### What is expected
Line by line, the data below should be set down unchanged, with images excluded.

------------------------------------

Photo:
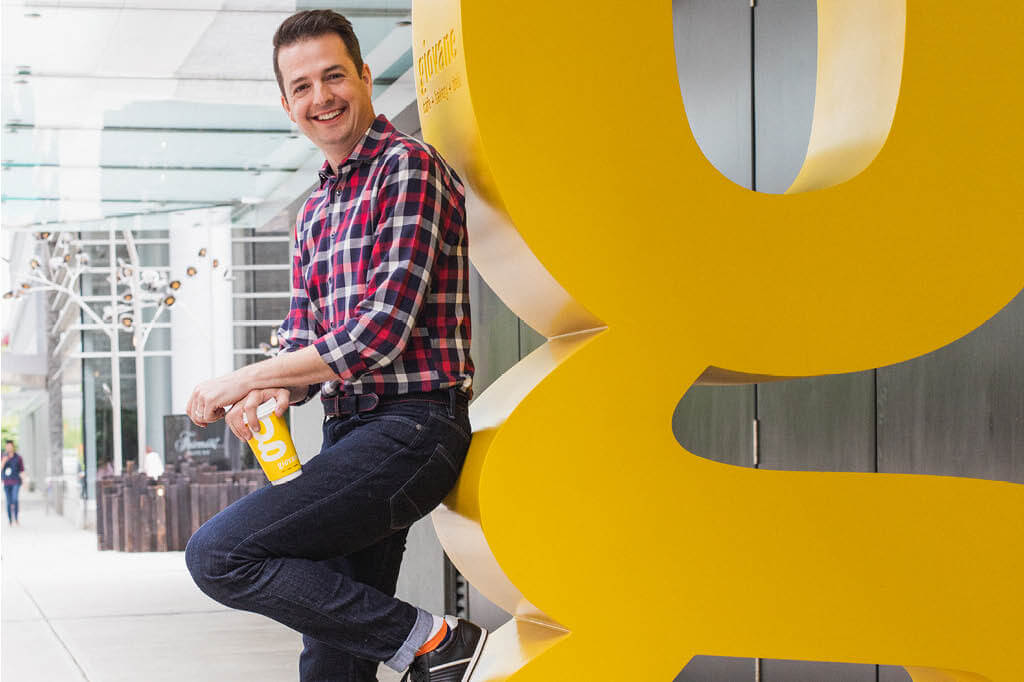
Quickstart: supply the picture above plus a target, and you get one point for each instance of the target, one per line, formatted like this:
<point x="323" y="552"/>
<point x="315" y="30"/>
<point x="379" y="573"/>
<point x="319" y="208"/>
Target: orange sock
<point x="434" y="641"/>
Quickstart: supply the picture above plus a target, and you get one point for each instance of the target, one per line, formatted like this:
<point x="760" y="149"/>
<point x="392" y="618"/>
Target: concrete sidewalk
<point x="72" y="612"/>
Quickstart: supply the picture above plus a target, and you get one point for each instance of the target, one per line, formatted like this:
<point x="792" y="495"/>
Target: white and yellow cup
<point x="273" y="446"/>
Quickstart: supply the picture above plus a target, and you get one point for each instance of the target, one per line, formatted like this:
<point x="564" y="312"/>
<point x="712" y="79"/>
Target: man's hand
<point x="210" y="398"/>
<point x="247" y="408"/>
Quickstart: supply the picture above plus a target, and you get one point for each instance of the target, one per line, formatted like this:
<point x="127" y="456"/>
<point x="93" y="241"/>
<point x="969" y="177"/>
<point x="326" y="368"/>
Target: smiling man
<point x="379" y="326"/>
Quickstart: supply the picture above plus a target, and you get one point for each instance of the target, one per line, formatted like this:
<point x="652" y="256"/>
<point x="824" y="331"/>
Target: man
<point x="12" y="467"/>
<point x="380" y="318"/>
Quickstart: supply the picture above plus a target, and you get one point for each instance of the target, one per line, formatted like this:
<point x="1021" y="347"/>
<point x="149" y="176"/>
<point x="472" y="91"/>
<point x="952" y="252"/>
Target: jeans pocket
<point x="424" y="491"/>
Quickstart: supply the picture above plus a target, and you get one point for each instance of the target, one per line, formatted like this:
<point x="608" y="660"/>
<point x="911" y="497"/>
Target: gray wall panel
<point x="804" y="671"/>
<point x="784" y="73"/>
<point x="960" y="410"/>
<point x="718" y="669"/>
<point x="713" y="57"/>
<point x="717" y="423"/>
<point x="893" y="674"/>
<point x="818" y="424"/>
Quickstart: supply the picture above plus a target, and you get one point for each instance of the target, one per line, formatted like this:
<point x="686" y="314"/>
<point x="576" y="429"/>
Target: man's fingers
<point x="233" y="420"/>
<point x="251" y="416"/>
<point x="282" y="395"/>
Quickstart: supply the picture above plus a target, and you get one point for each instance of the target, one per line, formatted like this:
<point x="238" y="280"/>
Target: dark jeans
<point x="10" y="492"/>
<point x="321" y="553"/>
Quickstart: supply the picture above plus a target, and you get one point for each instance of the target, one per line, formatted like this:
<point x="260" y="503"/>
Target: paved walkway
<point x="72" y="612"/>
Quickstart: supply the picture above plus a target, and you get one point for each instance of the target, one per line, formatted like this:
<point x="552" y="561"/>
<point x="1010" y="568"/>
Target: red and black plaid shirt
<point x="380" y="275"/>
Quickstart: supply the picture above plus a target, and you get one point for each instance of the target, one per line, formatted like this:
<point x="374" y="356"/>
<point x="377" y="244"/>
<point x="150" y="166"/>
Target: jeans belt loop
<point x="452" y="399"/>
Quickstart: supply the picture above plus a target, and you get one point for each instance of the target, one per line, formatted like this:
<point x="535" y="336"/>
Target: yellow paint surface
<point x="597" y="219"/>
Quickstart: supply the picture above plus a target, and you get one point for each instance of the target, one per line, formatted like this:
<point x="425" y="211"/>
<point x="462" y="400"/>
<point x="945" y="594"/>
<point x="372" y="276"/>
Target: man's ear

------------------------------------

### Answer for this exercise
Photo:
Quickstart: supply the picture above plus a target, and you get one point for each instance of the target, one per line, formatted like this:
<point x="323" y="552"/>
<point x="315" y="30"/>
<point x="379" y="573"/>
<point x="319" y="208"/>
Target: orange sock
<point x="434" y="641"/>
Quickstart: supply the picture above plus a target, and you get one point for each instance of the target, one per line, formatted like this:
<point x="760" y="149"/>
<point x="392" y="618"/>
Target: concrete sidewalk
<point x="72" y="612"/>
Quickstart: supply the picture above plus a target, and you get one point for each instance of the target, one per line, formatted like this:
<point x="792" y="495"/>
Target: white and yellow cup
<point x="273" y="446"/>
Quickstart: supply the picture above plus a target, and you get one point for each instance of the target, one per line, formatted like this:
<point x="564" y="312"/>
<point x="712" y="79"/>
Target: man's hand
<point x="210" y="398"/>
<point x="247" y="408"/>
Quickstart: supply the picture above plus a target, and you get one point for each instance of the target, one per line, formatted like this:
<point x="127" y="456"/>
<point x="93" y="241"/>
<point x="969" y="177"/>
<point x="326" y="368"/>
Target: smiling man
<point x="379" y="326"/>
Quickstart: supply the picture above plus a target, and you get one point for each instance of the target, one per line, formatted like this:
<point x="652" y="256"/>
<point x="824" y="331"/>
Target: man
<point x="12" y="467"/>
<point x="380" y="318"/>
Quickstart: supply the picture above plus a target, and you get one point for each instance of the target, one per line, formatted like this:
<point x="1021" y="347"/>
<point x="149" y="176"/>
<point x="472" y="91"/>
<point x="952" y="252"/>
Target: jeans pocket
<point x="424" y="491"/>
Quickstart: supply the picture above plus a target, and you get one point for each instance of the target, one per line, formatted like this:
<point x="608" y="660"/>
<point x="911" y="497"/>
Target: gray wall panel
<point x="804" y="671"/>
<point x="784" y="73"/>
<point x="960" y="410"/>
<point x="718" y="669"/>
<point x="713" y="57"/>
<point x="717" y="423"/>
<point x="893" y="674"/>
<point x="818" y="424"/>
Quickstart: supply the picture above plus a target, and you get one point for each instance of the target, one per line, formatted like this:
<point x="686" y="314"/>
<point x="576" y="429"/>
Target: man's fingers
<point x="233" y="420"/>
<point x="251" y="416"/>
<point x="282" y="395"/>
Quickstart: supply the picture above plus a target, and you get one point for each instance of the target, one per line, formatted like this:
<point x="238" y="280"/>
Target: dark jeans
<point x="10" y="492"/>
<point x="321" y="553"/>
Quickstart: supply the picture above plus a target, and you get one point for each instance of the target, one per line, formatted like this:
<point x="260" y="503"/>
Target: paved walkway
<point x="72" y="612"/>
Quickstart: supply the picture above plus a target, and you get one point for each instance of the target, one per line, formatted like this:
<point x="552" y="561"/>
<point x="1010" y="568"/>
Target: red and black plaid shirt
<point x="380" y="275"/>
Quickstart: supply the picture above plus a target, and you get one point for each instance of the target, one per line, formatted like this:
<point x="374" y="356"/>
<point x="377" y="244"/>
<point x="150" y="166"/>
Target: jeans belt loop
<point x="452" y="399"/>
Quickstart: supply the picture above plus a target, and you get one point for each instance of the target, one per line, formatted like this:
<point x="535" y="336"/>
Target: yellow paint surface
<point x="597" y="219"/>
Quickstart: supply the picture above plus a target, and you get one point for each instance of the target, one per line, formatted like this:
<point x="425" y="211"/>
<point x="462" y="400"/>
<point x="945" y="594"/>
<point x="372" y="276"/>
Target: man's ear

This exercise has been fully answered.